# WHAT THIS TASK INVOLVES
Output all of the records word for word and drop the images.
[EXERCISE MATERIAL]
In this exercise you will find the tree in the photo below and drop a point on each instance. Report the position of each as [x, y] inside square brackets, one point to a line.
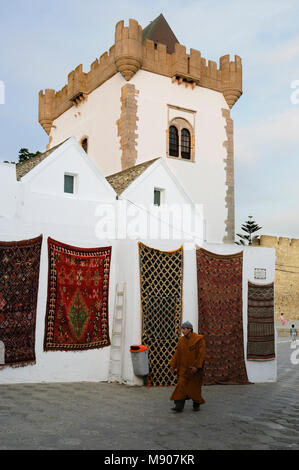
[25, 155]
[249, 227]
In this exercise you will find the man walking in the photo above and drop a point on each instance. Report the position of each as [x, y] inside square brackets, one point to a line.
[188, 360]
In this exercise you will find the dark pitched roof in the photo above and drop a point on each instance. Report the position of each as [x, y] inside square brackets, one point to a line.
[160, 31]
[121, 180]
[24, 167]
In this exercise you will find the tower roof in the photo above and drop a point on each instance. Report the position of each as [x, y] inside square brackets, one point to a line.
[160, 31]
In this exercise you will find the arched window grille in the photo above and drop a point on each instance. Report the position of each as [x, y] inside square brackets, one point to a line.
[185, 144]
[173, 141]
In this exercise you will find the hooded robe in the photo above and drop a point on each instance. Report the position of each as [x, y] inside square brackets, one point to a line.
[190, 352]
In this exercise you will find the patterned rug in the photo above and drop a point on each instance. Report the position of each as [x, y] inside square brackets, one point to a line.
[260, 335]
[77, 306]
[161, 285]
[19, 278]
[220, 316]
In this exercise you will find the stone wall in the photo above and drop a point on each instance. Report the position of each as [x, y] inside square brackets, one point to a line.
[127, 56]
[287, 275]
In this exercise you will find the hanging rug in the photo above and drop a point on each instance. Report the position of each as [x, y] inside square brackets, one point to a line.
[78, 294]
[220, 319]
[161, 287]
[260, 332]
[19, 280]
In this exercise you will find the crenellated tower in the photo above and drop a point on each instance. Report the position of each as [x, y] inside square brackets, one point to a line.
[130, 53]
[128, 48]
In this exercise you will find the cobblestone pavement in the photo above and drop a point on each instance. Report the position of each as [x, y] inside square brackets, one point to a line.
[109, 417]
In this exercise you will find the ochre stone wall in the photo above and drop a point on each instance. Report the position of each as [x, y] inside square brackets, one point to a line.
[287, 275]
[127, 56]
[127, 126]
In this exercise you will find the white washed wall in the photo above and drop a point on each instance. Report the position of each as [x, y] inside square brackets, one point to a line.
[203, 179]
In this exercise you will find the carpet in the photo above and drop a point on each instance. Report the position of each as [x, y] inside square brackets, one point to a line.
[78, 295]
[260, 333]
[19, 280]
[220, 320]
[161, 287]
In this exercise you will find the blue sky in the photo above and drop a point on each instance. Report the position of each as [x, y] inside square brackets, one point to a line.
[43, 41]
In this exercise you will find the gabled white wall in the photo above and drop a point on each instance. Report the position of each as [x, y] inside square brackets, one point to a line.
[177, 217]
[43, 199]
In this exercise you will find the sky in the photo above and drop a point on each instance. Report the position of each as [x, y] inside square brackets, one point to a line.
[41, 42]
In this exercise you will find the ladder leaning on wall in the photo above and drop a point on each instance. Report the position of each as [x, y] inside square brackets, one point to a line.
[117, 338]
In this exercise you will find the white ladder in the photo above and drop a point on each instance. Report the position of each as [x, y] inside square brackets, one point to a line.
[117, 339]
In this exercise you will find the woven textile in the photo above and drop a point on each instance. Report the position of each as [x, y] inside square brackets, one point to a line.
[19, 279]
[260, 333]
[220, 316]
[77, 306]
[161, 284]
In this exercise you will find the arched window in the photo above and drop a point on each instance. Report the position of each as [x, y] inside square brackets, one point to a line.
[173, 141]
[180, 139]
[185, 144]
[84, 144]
[/EXERCISE MATERIAL]
# ANSWER TO THIS PROBLEM
In this exercise you will find the tree in the photo below and drop a point on each instance. Report the position of each as [x, y] inside square brackets, one point to a line.
[25, 155]
[249, 227]
In this exercise you will find the man walking in the photo above and drop a point on each instance. Report the position of each as [x, y] inside square brackets, one point to a line.
[188, 360]
In this exercise you will find the dark pitched roof in the photo above and drop a point on each instance. Report the position of each as [x, y] inside square brackets, one point to a line.
[160, 31]
[121, 180]
[24, 167]
In this exercise you will find the tower roof in the photo above and drop a point on each instance. Report the position of each as [x, y] inside square brackets, one point to a line.
[160, 31]
In this exercise you will find the arched window grille in the photo above and drop a point on each instance. Report the position of each as [x, y] inside square brackets, one point to a line.
[185, 144]
[173, 141]
In this exercise you will find the hooded robe in the photo above and drop a point on each instance. Report the position of each as [x, y] inside square brackets, one point to a line.
[190, 352]
In this exercise you will find the patterned rug in the photo above and drop a point on each instance. Report the position of each as [x, y] inside square brackets, one point to a line.
[260, 335]
[77, 306]
[161, 285]
[19, 278]
[220, 316]
In this exercise you will find the stone wall in the photo above and drop a point on each instance. Report the position of each as [x, y] inside square brackets, one point to a line.
[127, 56]
[287, 275]
In this exercise you will find the hanging rug in the photo above and drop a point on each instance. Report the position of each as [x, y] inside square brackets, one point to a line.
[78, 294]
[220, 319]
[161, 287]
[260, 332]
[19, 280]
In this exercise you will find the crenellated tower in the photo above and drop a point on each instance. Report the position of each as [x, y] inside square brackets, one point to a line.
[130, 53]
[128, 48]
In this exercise you will find the cobblestone pavement in the photo above and drop a point on each instance. Report the position of each as [x, y] inside square brackets, one point to a line.
[109, 417]
In this exercise you will find the ochre stone wall in the photo above and drop a point on each instance. Report the position of each as [x, y] inside square brackets, one point to a line.
[287, 275]
[127, 56]
[127, 126]
In this exercise you will find the white washed wall in the photo above and drop a point on each instance. Report the position of each as [x, y] inside square brackets, one point to a line.
[203, 179]
In this exercise you will find the carpet in the photo above and drop a point on each instance. Report the position of each as [x, y] inside square brackets, one point to a line.
[78, 295]
[260, 333]
[19, 280]
[220, 320]
[161, 287]
In this exercise you will find the blue sky in the photo above and drop a point on each instance. Report the position of each as [x, y] inside square brackets, one point to a line.
[43, 41]
In this exercise you will find the gabled white wall in the photo above and drop a point on each instance. Report the position of each as [x, y] inside square brackets, one point to a line.
[177, 217]
[43, 199]
In this exercise you will find the sky in the photo above and drop a point on each instance. Report the position of each as [x, y] inside square brackets, one point to a line.
[41, 42]
In this exercise you will find the ladder leaning on wall in the photo above and drop a point on each instance. Report the position of each as [x, y] inside square brackets, one point to a line.
[117, 338]
In this exercise you will find the white ladder in the photo above and drop a point on each instance. Report the position of each as [x, y] inside square brackets, one point to a line.
[117, 339]
In this exercise you will find the woven textile in the photo above and drop a point on each instance. Report the position of each as [x, y] inside square brackets, one point to a line.
[19, 279]
[260, 333]
[220, 316]
[77, 306]
[161, 284]
In this exercise you will find the arched window in the photo above and drop a point on each instance. Report the position of each as [x, y] inside square brackets, one point to a line.
[173, 141]
[180, 139]
[185, 144]
[84, 144]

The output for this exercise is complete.